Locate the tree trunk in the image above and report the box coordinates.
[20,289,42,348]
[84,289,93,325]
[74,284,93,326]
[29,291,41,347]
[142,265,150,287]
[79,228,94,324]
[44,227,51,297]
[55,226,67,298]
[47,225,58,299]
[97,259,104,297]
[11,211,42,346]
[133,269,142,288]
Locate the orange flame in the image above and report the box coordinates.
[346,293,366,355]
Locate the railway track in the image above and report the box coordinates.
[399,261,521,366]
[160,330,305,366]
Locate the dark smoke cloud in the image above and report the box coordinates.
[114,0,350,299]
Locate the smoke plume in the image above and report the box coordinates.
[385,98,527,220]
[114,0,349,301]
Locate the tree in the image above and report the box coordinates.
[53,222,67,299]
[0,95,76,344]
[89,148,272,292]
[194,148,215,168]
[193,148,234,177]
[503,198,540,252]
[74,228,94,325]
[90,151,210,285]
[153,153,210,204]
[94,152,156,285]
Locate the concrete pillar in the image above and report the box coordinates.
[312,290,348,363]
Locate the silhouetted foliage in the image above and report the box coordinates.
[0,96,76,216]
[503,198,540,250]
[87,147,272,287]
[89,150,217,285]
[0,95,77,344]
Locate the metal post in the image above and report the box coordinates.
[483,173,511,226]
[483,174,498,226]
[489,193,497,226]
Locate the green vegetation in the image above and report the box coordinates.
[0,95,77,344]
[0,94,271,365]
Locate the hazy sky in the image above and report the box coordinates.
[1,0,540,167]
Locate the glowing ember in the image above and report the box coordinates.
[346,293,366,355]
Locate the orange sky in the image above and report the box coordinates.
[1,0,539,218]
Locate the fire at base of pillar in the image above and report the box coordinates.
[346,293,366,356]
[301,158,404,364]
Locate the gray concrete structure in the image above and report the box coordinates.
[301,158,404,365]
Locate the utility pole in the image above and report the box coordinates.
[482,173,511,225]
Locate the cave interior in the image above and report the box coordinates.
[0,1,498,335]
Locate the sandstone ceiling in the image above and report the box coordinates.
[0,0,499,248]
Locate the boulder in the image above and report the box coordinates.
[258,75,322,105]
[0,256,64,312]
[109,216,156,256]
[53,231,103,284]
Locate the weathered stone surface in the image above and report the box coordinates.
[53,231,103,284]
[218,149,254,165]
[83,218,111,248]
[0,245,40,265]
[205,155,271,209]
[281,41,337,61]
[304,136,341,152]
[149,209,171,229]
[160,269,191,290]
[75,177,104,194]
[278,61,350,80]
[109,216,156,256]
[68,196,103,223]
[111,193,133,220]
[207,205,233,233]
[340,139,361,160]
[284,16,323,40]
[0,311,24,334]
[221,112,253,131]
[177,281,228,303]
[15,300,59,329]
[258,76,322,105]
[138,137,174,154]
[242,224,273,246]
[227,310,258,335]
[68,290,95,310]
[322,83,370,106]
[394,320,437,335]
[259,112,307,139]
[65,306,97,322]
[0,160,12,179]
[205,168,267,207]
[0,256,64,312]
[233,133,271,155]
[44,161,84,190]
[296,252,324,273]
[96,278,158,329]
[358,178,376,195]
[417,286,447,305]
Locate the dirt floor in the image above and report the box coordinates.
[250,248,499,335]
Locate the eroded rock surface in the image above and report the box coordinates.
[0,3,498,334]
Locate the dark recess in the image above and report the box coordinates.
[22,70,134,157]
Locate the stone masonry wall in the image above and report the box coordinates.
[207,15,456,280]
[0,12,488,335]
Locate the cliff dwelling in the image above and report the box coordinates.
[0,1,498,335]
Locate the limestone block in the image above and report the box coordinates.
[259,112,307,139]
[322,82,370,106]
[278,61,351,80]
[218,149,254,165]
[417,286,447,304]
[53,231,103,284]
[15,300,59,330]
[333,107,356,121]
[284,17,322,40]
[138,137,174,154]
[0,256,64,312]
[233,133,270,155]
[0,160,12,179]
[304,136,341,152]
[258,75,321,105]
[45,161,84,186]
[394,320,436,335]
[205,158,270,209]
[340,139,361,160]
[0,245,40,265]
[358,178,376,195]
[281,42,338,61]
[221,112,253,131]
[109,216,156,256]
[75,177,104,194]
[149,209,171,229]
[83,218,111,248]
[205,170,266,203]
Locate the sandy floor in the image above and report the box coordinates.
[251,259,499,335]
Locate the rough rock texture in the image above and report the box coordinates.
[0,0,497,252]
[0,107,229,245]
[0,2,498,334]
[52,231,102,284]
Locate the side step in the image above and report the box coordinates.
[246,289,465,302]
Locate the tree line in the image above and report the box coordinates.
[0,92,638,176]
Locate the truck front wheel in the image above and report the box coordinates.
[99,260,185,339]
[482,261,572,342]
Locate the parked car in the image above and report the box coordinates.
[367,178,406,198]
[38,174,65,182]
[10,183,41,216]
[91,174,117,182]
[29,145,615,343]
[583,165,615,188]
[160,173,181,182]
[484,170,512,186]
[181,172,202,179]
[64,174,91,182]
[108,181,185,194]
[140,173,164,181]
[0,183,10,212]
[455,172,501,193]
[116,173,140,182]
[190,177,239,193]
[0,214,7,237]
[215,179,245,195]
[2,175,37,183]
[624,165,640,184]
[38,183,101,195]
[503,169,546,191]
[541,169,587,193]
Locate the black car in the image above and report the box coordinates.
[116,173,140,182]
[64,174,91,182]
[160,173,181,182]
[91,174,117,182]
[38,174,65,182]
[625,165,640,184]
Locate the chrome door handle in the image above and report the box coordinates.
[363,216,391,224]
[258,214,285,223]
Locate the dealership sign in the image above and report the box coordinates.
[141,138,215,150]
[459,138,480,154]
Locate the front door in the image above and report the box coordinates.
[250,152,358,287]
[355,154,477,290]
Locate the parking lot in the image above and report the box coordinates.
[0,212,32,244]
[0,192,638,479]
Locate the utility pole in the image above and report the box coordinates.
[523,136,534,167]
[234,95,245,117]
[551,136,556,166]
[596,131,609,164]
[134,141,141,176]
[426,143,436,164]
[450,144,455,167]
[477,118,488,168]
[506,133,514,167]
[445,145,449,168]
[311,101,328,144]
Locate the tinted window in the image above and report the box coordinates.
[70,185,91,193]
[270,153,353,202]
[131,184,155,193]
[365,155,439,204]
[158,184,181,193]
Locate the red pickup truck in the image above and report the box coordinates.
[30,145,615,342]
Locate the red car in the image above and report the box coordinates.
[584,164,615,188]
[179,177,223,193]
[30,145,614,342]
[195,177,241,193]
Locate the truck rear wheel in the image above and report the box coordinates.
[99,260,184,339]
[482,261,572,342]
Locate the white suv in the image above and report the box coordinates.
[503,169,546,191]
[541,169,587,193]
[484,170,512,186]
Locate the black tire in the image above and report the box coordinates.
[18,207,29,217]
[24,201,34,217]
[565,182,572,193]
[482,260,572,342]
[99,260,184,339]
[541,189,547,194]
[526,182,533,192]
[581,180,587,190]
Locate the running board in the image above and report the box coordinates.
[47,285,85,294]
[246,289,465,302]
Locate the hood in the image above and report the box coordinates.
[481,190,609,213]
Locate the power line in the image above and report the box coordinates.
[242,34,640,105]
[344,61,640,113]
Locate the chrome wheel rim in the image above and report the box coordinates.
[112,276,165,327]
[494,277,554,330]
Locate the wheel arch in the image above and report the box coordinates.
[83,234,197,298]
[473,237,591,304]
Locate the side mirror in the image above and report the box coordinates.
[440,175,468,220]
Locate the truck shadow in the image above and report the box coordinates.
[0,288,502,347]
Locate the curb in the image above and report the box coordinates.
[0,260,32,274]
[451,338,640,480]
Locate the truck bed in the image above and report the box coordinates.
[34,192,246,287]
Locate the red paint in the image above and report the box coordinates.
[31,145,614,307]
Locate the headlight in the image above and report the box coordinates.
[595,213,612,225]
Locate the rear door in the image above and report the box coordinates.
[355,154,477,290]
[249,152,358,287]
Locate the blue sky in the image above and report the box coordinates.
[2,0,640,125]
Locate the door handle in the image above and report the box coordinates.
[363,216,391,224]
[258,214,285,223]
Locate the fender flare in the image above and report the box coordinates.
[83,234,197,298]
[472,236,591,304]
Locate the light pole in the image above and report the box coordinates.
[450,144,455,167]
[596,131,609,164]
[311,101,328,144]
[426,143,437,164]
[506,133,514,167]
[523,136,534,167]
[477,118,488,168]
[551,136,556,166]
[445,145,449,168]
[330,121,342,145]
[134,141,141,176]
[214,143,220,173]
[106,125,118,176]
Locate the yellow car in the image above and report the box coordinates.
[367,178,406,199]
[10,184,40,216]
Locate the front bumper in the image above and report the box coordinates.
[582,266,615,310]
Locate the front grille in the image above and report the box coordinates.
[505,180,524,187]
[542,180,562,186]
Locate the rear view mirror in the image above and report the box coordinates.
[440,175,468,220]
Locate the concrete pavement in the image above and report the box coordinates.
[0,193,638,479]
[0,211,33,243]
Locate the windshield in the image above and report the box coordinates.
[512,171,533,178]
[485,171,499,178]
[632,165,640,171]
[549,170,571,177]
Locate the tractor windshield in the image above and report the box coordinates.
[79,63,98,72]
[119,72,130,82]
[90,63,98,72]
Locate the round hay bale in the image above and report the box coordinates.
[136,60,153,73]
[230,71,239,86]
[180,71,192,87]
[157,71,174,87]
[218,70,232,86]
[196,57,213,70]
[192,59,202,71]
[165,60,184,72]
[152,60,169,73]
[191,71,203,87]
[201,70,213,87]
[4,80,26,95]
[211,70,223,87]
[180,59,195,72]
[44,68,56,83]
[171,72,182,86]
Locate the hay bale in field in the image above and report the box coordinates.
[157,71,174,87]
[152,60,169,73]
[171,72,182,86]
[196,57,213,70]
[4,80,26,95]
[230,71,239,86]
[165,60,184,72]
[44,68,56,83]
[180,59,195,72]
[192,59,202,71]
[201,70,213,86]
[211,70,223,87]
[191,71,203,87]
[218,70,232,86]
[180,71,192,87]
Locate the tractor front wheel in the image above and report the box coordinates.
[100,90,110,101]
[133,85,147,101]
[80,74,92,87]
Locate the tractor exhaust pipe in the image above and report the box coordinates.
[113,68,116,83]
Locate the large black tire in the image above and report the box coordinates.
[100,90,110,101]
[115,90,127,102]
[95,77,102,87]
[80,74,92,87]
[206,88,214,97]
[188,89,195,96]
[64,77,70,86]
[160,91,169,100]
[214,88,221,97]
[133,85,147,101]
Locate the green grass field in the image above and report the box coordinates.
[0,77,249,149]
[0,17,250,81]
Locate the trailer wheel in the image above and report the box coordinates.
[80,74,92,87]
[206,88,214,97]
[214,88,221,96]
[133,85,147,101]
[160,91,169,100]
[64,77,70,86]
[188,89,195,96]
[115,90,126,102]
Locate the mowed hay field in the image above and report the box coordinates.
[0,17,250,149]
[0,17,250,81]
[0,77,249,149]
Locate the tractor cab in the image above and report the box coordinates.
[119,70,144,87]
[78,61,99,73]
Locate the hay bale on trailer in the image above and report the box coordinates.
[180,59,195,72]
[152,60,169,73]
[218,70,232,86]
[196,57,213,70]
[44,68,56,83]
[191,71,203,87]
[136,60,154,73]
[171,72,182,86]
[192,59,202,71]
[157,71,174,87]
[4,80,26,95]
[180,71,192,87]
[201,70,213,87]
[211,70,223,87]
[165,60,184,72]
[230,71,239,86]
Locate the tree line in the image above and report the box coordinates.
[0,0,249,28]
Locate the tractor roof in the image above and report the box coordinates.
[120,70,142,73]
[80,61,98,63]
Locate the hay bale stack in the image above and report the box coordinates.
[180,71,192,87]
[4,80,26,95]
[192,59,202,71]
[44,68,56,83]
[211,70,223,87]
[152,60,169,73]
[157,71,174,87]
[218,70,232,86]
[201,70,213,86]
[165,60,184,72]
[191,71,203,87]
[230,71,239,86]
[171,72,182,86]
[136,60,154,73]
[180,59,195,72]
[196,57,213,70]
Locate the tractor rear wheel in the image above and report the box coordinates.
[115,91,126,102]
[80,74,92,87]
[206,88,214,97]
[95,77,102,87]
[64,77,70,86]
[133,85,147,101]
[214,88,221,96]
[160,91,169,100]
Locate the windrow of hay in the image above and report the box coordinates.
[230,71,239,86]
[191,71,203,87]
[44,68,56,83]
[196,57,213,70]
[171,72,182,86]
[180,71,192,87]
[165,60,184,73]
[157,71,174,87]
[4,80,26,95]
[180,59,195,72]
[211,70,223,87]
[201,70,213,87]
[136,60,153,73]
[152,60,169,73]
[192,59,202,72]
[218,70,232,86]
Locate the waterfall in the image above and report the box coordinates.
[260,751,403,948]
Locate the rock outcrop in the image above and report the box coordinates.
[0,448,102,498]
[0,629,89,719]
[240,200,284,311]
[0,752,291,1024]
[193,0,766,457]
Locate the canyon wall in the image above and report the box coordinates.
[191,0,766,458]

**EXERCISE PROMPT**
One line contains "Locate the waterfall". Return that line and every later line through the end of the listing above, exactly, and nothing else.

**REPLY**
Locate the waterfall in the image above and report the box coordinates.
[260,751,403,948]
Locate the rock outcrop in the image above and report the box coordinates.
[0,448,102,498]
[0,629,89,719]
[240,200,284,311]
[0,752,291,1024]
[193,0,766,457]
Locate the canyon wall in the image above and report the box coordinates.
[191,0,766,458]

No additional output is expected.